Exercise: Send back every line of the data exactly.

Extracted material:
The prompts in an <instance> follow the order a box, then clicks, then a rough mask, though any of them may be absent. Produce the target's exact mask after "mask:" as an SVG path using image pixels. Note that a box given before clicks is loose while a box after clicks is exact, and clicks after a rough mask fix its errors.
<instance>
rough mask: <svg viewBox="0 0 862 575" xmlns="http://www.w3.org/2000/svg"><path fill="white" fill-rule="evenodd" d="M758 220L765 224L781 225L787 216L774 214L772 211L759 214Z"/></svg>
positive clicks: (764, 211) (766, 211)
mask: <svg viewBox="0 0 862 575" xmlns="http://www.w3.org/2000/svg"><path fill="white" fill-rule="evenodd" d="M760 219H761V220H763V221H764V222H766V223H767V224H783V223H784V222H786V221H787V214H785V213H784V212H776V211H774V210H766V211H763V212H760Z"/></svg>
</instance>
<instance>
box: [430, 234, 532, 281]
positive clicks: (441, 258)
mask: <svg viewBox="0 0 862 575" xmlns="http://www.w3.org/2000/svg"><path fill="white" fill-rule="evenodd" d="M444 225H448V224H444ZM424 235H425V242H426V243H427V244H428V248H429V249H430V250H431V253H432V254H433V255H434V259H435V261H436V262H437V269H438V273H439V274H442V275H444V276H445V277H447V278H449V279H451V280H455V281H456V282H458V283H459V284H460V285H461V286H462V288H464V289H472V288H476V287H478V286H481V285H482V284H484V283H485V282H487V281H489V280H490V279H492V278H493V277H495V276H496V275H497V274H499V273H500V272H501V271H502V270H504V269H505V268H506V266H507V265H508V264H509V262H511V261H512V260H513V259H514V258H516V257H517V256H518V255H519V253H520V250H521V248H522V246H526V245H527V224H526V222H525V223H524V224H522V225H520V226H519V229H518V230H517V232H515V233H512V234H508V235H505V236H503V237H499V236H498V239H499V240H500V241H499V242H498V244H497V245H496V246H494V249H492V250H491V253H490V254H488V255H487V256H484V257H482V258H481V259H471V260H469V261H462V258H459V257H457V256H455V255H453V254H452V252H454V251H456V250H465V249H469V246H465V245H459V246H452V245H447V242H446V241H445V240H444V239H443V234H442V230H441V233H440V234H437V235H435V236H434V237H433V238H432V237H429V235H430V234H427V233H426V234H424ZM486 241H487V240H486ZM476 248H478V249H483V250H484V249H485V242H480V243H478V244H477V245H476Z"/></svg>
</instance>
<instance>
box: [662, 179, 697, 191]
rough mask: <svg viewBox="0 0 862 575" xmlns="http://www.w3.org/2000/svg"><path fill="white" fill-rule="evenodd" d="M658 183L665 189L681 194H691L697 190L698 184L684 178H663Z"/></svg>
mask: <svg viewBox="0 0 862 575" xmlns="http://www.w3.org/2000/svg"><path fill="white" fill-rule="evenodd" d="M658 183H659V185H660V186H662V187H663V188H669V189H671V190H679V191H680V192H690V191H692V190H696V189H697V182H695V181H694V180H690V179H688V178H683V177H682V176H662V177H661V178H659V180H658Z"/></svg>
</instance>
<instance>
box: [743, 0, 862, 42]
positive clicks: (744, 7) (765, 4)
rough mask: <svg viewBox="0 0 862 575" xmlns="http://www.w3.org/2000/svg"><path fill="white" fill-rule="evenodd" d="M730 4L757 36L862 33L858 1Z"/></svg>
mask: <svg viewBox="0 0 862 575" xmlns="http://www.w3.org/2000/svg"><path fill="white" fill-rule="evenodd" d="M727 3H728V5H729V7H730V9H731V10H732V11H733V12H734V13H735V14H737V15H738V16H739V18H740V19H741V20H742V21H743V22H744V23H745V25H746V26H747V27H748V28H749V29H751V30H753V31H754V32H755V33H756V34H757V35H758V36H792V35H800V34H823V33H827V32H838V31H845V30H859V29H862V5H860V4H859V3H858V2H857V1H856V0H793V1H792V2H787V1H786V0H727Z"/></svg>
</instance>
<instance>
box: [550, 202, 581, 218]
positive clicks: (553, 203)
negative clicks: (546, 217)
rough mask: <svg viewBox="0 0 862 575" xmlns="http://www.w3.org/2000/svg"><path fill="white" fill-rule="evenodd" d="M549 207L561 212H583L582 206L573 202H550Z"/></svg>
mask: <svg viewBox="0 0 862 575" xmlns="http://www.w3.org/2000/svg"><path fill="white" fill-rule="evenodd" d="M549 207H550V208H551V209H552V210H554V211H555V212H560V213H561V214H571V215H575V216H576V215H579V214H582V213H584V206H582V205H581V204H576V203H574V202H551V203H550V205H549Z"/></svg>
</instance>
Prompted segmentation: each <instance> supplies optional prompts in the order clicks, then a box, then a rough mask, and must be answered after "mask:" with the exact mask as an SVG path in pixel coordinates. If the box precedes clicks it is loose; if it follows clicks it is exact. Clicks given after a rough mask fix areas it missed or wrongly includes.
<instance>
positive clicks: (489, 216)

Expected answer:
The prompts in an <instance> follow the order a box, then clicks, then a rough mask, though any of them may be absent. Produce the target's exact mask after "mask:" as an SVG path using image pixels. Note that a box given before clicks is loose while a box after clicks is exact, and clicks after a rough mask fix its errors.
<instance>
rough mask: <svg viewBox="0 0 862 575" xmlns="http://www.w3.org/2000/svg"><path fill="white" fill-rule="evenodd" d="M758 220L765 224L781 225L787 216L774 214L772 211L759 214Z"/></svg>
positive clicks: (764, 211) (766, 211)
mask: <svg viewBox="0 0 862 575" xmlns="http://www.w3.org/2000/svg"><path fill="white" fill-rule="evenodd" d="M760 219H761V220H763V221H764V222H766V223H767V224H783V223H784V222H786V221H787V214H785V213H784V212H776V211H774V210H766V211H763V212H760Z"/></svg>
</instance>
<instance>
box: [430, 234, 532, 281]
positive clicks: (441, 258)
mask: <svg viewBox="0 0 862 575" xmlns="http://www.w3.org/2000/svg"><path fill="white" fill-rule="evenodd" d="M444 225H448V224H444ZM424 235H425V242H426V243H427V244H428V248H429V249H430V250H431V253H432V254H433V255H434V259H435V261H436V262H437V269H438V273H439V274H442V275H444V276H445V277H447V278H449V279H451V280H455V281H456V282H458V283H459V284H460V285H461V286H462V288H464V289H472V288H476V287H478V286H481V285H482V284H484V283H485V282H487V281H489V280H490V279H492V278H493V277H495V276H496V275H497V274H499V273H500V272H501V271H502V270H504V269H505V268H506V266H507V265H508V264H509V262H511V261H512V260H513V259H514V258H516V257H517V256H518V255H519V253H520V250H521V248H522V246H526V245H527V224H526V222H525V223H524V224H522V225H520V226H519V229H518V230H517V232H515V233H512V234H508V235H505V236H503V237H499V236H498V239H499V240H500V241H499V242H498V244H497V245H496V246H494V249H492V250H491V253H490V254H488V255H487V256H484V257H482V258H481V259H471V260H469V261H462V258H459V257H457V256H455V255H453V254H452V252H454V251H456V250H465V249H469V246H465V245H459V246H452V245H447V242H446V241H445V240H444V239H443V234H442V230H441V233H440V234H437V235H435V236H434V237H433V238H432V237H429V235H430V234H427V233H426V234H424ZM486 241H487V240H486ZM476 248H478V249H483V250H484V249H485V242H480V243H478V244H477V245H476Z"/></svg>
</instance>
<instance>
box: [662, 179, 697, 191]
rough mask: <svg viewBox="0 0 862 575" xmlns="http://www.w3.org/2000/svg"><path fill="white" fill-rule="evenodd" d="M658 183L665 189L681 194H691L697 190L698 184L684 178H663Z"/></svg>
mask: <svg viewBox="0 0 862 575" xmlns="http://www.w3.org/2000/svg"><path fill="white" fill-rule="evenodd" d="M658 183H659V185H660V186H662V187H663V188H669V189H671V190H679V191H680V192H690V191H692V190H696V189H697V182H695V181H694V180H690V179H688V178H683V177H682V176H662V177H661V178H659V180H658Z"/></svg>
</instance>
<instance>
box: [743, 0, 862, 42]
positive clicks: (744, 7) (765, 4)
rough mask: <svg viewBox="0 0 862 575" xmlns="http://www.w3.org/2000/svg"><path fill="white" fill-rule="evenodd" d="M730 4L757 36L862 33L858 1Z"/></svg>
mask: <svg viewBox="0 0 862 575" xmlns="http://www.w3.org/2000/svg"><path fill="white" fill-rule="evenodd" d="M727 3H728V5H729V7H730V9H731V10H732V11H733V12H734V13H735V14H737V15H738V16H739V18H740V19H741V20H742V21H743V22H744V23H745V25H746V26H747V27H748V28H749V29H751V30H753V31H754V32H755V33H756V34H757V35H758V36H792V35H800V34H823V33H827V32H838V31H845V30H859V29H862V5H860V4H859V3H858V2H857V1H856V0H793V1H792V2H787V1H786V0H727Z"/></svg>
</instance>
<instance>
box: [550, 202, 581, 218]
positive clicks: (553, 203)
negative clicks: (546, 217)
rough mask: <svg viewBox="0 0 862 575" xmlns="http://www.w3.org/2000/svg"><path fill="white" fill-rule="evenodd" d="M549 207L561 212H583L582 206L573 202H550Z"/></svg>
mask: <svg viewBox="0 0 862 575" xmlns="http://www.w3.org/2000/svg"><path fill="white" fill-rule="evenodd" d="M549 207H550V208H551V209H552V210H554V211H555V212H560V213H561V214H571V215H575V216H576V215H579V214H582V213H584V206H582V205H581V204H576V203H574V202H551V203H550V205H549Z"/></svg>
</instance>
Prompted segmentation: each <instance> supplies optional prompts in the order clicks, then a box, then a rough mask, and must be answered after "mask:" with the exact mask as an SVG path in pixel coordinates. If the box precedes clicks it is loose; if it follows clicks it is exact. Clicks given after a rough mask fix areas it missed or wrongly includes.
<instance>
positive clicks: (489, 216)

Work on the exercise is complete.